The records »
********************

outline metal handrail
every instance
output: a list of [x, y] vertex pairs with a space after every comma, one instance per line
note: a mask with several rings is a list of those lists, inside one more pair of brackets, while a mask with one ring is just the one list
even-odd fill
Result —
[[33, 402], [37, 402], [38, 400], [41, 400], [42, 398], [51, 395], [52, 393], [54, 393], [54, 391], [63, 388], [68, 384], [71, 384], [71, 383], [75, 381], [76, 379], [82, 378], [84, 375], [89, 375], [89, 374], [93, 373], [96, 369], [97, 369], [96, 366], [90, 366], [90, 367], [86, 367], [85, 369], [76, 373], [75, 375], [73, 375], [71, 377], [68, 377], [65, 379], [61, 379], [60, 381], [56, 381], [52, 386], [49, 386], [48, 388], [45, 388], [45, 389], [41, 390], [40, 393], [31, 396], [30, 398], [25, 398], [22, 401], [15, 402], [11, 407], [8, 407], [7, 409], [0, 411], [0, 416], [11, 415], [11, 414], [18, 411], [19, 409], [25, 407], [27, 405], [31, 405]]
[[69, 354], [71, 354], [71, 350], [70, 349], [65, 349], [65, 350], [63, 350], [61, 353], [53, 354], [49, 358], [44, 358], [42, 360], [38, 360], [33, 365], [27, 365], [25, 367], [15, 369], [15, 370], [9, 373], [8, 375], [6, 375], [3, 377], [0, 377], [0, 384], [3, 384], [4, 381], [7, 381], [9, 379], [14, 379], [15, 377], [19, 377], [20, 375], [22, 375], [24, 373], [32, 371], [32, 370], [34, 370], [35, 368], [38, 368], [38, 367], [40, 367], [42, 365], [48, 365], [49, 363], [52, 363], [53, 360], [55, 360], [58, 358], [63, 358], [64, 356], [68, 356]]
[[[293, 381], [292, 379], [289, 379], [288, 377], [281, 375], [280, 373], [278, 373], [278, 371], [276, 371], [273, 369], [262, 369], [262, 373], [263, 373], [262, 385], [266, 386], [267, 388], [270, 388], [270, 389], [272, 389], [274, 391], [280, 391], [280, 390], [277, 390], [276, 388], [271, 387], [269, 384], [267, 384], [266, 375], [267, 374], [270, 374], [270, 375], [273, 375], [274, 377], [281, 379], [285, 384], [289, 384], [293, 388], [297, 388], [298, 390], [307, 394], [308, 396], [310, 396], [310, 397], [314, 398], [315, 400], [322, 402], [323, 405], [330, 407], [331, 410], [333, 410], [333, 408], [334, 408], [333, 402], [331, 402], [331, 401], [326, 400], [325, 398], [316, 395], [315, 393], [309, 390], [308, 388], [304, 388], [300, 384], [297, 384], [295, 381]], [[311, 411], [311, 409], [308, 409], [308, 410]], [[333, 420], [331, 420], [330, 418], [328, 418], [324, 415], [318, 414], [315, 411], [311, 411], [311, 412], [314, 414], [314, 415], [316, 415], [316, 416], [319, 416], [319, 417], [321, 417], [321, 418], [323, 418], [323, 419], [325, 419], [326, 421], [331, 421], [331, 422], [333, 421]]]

********************

Requirements »
Render the portion of the listing above that runs from its first line through the line containing "output: a list", inclusive, as a JSON list of strings with one string per line and no blank lines.

Worked answer »
[
  "outline metal handrail",
  "every instance",
  "output: a list of [x, y] vertex pairs with a space after every comma, one instance per line"
]